> Written task
Copy the rows again, starting at the line that contains "For the benchmark, indicate the red advertising" and ending after the line that contains "point(156, 146)". Add 120 to both coordinates of each answer point after a "Target:" line, but leave the sample points in the instructions unchanged.

--- Given records ---

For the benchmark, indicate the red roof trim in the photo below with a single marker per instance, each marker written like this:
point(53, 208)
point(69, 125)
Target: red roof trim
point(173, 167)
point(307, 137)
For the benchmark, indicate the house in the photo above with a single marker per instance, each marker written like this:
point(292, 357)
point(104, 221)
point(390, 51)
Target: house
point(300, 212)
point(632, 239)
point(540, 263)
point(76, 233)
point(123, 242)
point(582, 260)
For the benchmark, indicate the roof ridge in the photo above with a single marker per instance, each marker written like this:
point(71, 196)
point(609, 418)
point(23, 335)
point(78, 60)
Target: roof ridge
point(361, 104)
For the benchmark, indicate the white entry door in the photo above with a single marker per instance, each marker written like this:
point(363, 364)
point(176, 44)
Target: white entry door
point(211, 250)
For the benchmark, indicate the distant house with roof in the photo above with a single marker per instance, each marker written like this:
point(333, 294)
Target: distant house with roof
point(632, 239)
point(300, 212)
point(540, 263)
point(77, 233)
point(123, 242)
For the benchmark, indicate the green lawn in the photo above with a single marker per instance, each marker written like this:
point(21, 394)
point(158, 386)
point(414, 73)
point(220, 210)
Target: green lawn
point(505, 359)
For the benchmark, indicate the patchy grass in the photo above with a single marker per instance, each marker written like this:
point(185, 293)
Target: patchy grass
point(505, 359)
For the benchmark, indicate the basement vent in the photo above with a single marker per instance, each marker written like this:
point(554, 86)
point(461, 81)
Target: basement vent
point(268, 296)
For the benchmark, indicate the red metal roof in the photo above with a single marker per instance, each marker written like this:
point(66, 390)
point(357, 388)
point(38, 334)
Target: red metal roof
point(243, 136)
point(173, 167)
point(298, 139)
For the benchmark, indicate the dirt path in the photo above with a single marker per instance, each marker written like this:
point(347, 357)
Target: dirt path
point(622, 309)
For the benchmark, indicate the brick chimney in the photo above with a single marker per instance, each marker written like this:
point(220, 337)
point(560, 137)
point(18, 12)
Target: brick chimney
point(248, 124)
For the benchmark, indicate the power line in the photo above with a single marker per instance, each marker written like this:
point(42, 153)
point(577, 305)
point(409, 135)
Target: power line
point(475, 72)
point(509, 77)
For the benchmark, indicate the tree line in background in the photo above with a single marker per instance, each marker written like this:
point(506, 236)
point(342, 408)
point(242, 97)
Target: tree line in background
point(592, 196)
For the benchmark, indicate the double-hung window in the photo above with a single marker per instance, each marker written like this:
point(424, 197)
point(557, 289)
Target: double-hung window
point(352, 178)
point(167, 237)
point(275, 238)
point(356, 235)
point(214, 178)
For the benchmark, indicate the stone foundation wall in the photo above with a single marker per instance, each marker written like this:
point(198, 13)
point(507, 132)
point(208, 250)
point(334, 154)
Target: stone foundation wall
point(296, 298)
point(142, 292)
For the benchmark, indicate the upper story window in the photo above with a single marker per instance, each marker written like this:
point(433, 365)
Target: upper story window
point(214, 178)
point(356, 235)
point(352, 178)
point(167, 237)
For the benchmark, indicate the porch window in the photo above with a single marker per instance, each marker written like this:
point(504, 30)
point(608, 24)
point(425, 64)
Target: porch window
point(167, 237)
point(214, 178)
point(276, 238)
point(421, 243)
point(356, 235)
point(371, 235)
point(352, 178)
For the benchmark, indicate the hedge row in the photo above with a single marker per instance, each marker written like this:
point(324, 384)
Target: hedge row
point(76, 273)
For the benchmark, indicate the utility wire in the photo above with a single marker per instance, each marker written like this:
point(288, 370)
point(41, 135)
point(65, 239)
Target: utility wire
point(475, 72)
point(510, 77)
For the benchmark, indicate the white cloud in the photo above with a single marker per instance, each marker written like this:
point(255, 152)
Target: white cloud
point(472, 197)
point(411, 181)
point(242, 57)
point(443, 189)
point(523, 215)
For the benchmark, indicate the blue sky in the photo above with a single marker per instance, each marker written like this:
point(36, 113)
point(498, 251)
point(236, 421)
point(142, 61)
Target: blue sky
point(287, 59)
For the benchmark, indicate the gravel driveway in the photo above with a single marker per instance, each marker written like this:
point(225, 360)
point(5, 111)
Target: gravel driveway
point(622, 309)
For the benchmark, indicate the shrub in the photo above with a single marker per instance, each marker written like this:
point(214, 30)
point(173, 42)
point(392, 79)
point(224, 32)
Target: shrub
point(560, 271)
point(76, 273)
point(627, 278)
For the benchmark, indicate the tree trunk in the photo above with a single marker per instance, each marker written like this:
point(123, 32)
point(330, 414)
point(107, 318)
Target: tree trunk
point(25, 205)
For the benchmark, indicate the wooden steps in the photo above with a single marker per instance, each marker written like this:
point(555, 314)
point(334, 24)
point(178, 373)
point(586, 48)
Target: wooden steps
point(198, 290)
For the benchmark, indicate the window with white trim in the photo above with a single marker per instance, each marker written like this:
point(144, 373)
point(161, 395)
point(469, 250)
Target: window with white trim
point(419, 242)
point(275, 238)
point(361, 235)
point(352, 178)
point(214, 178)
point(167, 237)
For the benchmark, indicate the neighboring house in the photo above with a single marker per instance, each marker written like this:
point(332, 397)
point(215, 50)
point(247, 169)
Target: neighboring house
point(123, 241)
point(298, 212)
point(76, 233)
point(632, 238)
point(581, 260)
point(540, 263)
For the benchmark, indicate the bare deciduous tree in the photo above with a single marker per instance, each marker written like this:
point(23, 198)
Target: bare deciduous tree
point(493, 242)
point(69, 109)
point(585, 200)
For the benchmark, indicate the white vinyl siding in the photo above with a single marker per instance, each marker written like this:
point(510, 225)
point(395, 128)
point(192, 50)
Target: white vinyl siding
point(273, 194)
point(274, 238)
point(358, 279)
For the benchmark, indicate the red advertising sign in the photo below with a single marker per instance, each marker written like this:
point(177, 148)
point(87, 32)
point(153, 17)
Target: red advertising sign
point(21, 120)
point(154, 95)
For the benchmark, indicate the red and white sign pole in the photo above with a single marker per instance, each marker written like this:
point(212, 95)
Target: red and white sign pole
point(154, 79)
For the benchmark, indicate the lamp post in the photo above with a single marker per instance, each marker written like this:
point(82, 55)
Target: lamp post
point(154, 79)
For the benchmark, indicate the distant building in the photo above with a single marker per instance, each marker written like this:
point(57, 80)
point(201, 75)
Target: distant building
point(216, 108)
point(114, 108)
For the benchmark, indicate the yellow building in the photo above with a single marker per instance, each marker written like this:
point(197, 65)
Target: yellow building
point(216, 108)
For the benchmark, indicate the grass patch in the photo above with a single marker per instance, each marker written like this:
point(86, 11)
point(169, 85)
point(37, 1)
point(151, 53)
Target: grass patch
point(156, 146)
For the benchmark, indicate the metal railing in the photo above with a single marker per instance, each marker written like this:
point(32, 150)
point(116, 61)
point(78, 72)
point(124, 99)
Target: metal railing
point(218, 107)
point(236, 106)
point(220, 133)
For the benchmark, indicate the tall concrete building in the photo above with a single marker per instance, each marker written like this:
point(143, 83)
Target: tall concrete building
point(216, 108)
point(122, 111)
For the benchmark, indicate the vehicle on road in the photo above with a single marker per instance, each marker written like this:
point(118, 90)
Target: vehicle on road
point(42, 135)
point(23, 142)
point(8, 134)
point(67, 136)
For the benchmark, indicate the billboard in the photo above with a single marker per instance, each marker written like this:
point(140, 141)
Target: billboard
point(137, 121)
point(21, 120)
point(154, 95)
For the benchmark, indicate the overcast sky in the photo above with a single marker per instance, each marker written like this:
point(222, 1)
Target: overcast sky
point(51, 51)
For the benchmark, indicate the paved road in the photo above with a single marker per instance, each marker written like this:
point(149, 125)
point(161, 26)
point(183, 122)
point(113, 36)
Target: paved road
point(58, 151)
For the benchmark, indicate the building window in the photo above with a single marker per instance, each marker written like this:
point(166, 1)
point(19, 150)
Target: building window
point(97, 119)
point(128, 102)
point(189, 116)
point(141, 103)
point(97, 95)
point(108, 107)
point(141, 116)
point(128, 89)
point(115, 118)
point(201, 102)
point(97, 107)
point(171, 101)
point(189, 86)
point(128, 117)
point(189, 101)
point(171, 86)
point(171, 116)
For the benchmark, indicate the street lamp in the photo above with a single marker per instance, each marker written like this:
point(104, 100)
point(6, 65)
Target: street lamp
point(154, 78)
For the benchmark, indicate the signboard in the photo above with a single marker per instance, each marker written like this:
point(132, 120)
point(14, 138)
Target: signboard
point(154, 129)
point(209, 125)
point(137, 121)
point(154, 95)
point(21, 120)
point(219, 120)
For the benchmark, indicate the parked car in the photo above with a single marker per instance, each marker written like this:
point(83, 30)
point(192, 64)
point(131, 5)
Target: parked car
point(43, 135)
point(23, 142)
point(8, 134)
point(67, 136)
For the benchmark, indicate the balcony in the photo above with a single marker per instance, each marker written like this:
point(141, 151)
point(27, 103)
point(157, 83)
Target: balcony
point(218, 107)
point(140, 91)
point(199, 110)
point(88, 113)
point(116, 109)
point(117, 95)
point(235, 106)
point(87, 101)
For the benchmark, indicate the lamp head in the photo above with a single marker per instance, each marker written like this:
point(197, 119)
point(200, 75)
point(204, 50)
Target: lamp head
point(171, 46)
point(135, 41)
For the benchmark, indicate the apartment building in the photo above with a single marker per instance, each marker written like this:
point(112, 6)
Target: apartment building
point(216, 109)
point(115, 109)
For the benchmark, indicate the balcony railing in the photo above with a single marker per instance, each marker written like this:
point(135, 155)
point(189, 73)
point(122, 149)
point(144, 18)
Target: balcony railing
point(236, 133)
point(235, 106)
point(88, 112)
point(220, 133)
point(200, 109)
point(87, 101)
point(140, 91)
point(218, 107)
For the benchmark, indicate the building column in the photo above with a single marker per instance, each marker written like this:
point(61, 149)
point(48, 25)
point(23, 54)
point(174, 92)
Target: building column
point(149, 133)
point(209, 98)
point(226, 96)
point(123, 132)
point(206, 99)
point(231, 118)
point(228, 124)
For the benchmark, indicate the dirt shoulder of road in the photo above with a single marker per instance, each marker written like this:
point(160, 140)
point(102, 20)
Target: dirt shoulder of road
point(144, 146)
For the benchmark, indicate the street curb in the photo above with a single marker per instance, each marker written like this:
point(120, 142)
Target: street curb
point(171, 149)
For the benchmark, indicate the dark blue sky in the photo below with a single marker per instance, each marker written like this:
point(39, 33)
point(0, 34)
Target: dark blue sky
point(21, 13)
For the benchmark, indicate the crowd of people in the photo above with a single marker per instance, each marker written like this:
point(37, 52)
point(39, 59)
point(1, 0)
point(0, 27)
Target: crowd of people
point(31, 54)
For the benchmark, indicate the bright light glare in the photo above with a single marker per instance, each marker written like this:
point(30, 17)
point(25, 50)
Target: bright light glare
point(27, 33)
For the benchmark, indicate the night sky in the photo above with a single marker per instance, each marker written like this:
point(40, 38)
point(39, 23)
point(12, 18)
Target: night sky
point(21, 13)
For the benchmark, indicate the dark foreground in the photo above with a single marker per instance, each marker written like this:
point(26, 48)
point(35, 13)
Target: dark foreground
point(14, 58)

---

> Written response
For the benchmark, indicate the red advertising sign in the photo below with a single marker per instance, each marker written like this:
point(177, 148)
point(87, 32)
point(153, 17)
Target: red advertising sign
point(141, 240)
point(274, 215)
For the benchmark, indicate the red and white sign pole in the photo above with a single marker per instance, each marker written like this:
point(212, 95)
Target: red and white sign pole
point(274, 199)
For the benchmark, indicate the lamp post in the photo above with a single marker per instance, each marker written like this:
point(82, 55)
Target: lamp post
point(274, 199)
For the benchmark, indicate the distant building in the photo above with a single marker per instance, each marker written like this:
point(57, 80)
point(201, 75)
Target: distant building
point(336, 228)
point(234, 228)
For the benchmark, indicate the yellow building in the photo above with a single marker per instance, each marker written like this:
point(197, 65)
Target: yellow building
point(336, 228)
For the benchmark, indicate the grass patch in the photo above with a single marker per instance, each marker written like this:
point(86, 11)
point(169, 85)
point(37, 1)
point(151, 53)
Target: grass patch
point(276, 266)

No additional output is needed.